WHAT TO DO: Print the following lines of the material verbatim, starting at the line that contains "Target: snowy slope" and stopping after the line that contains "138], [123, 147]]]".
### SUPPLIED ENTRIES
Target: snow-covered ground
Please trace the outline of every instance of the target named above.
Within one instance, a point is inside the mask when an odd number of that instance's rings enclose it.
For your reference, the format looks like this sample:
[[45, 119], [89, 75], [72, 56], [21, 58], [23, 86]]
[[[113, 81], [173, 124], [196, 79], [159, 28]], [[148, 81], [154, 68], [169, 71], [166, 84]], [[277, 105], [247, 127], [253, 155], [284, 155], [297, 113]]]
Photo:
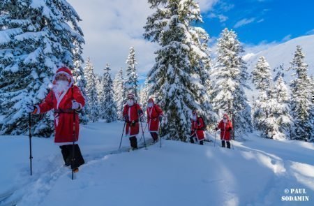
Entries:
[[[158, 143], [127, 152], [124, 138], [125, 152], [110, 154], [119, 147], [122, 127], [81, 126], [87, 163], [73, 181], [52, 139], [33, 138], [31, 177], [28, 137], [1, 136], [0, 193], [15, 192], [0, 205], [15, 199], [17, 205], [314, 205], [313, 143], [252, 133], [234, 142], [234, 149], [163, 140], [162, 148]], [[306, 194], [286, 194], [286, 189]], [[309, 201], [282, 201], [286, 196]]]

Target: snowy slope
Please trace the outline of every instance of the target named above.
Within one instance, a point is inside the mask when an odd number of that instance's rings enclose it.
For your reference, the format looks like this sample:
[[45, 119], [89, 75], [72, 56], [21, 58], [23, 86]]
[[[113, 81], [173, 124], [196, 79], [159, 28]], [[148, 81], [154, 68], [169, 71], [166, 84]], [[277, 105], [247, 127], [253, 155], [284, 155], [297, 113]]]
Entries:
[[[310, 196], [301, 205], [314, 204], [312, 143], [252, 133], [234, 142], [234, 150], [163, 140], [161, 149], [109, 154], [119, 146], [122, 127], [82, 126], [87, 163], [74, 181], [52, 139], [33, 139], [30, 177], [27, 137], [0, 137], [0, 193], [17, 189], [0, 205], [15, 198], [18, 205], [299, 205], [281, 201], [285, 189], [294, 188]], [[128, 145], [124, 138], [123, 147]]]
[[[281, 71], [285, 73], [283, 78], [285, 82], [289, 84], [290, 81], [294, 78], [292, 75], [294, 71], [287, 71], [287, 69], [290, 66], [290, 62], [292, 61], [294, 52], [297, 50], [297, 45], [301, 45], [302, 47], [303, 52], [306, 55], [305, 61], [308, 64], [308, 71], [309, 76], [314, 75], [314, 35], [296, 38], [285, 43], [270, 47], [265, 50], [260, 51], [257, 53], [247, 53], [244, 56], [244, 60], [247, 62], [248, 73], [251, 75], [258, 59], [264, 56], [271, 68], [271, 71], [273, 79], [277, 72]], [[276, 69], [276, 71], [274, 71], [274, 68], [279, 68], [281, 65], [283, 66], [283, 70]], [[250, 100], [251, 100], [252, 95], [256, 97], [257, 94], [251, 82], [251, 80], [250, 80], [251, 87], [253, 89], [253, 91], [246, 91]]]
[[[271, 68], [277, 68], [283, 64], [284, 68], [287, 69], [290, 66], [290, 62], [292, 60], [297, 45], [301, 46], [306, 55], [305, 61], [308, 64], [310, 75], [314, 75], [314, 35], [296, 38], [255, 54], [246, 54], [244, 59], [247, 61], [250, 72], [261, 56], [265, 57]], [[287, 74], [292, 74], [292, 71], [288, 71]], [[291, 75], [287, 75], [285, 78], [290, 81]]]

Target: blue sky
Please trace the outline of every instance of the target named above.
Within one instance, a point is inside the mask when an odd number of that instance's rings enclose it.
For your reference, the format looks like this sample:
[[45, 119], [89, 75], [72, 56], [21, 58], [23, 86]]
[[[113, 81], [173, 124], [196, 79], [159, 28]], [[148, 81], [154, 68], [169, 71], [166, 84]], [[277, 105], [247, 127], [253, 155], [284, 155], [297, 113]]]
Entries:
[[[143, 80], [154, 66], [158, 48], [143, 38], [143, 27], [153, 13], [147, 0], [68, 1], [83, 20], [79, 23], [86, 42], [83, 57], [90, 57], [95, 72], [103, 73], [107, 63], [111, 65], [113, 75], [121, 68], [125, 70], [129, 48], [134, 47], [137, 73]], [[225, 27], [238, 33], [247, 51], [260, 51], [310, 31], [314, 34], [312, 0], [196, 1], [200, 3], [204, 22], [201, 27], [212, 37], [214, 43]]]
[[214, 37], [225, 27], [246, 44], [282, 42], [314, 29], [314, 1], [221, 0], [206, 13], [202, 27]]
######
COMPLETED EXERCISE:
Target: snowy slope
Please trace the outline of every instance of the target named above.
Within one instance, a point is inside the mask when an odd number of that instance's rings enclose it.
For your reference, the format looks like this sample:
[[45, 119], [89, 75], [72, 56], [21, 58], [23, 86]]
[[[113, 81], [173, 124], [196, 79], [159, 28]], [[148, 81], [154, 68], [169, 71], [166, 84]], [[277, 105], [247, 127], [253, 155], [284, 155], [297, 113]]]
Entries:
[[[310, 196], [301, 205], [314, 204], [312, 143], [252, 133], [234, 142], [234, 150], [163, 140], [161, 149], [109, 154], [119, 146], [122, 127], [82, 126], [87, 163], [74, 181], [52, 139], [33, 139], [30, 177], [27, 137], [0, 137], [0, 193], [17, 189], [0, 205], [15, 198], [18, 205], [299, 205], [281, 201], [285, 189], [294, 188]], [[128, 145], [124, 138], [123, 147]]]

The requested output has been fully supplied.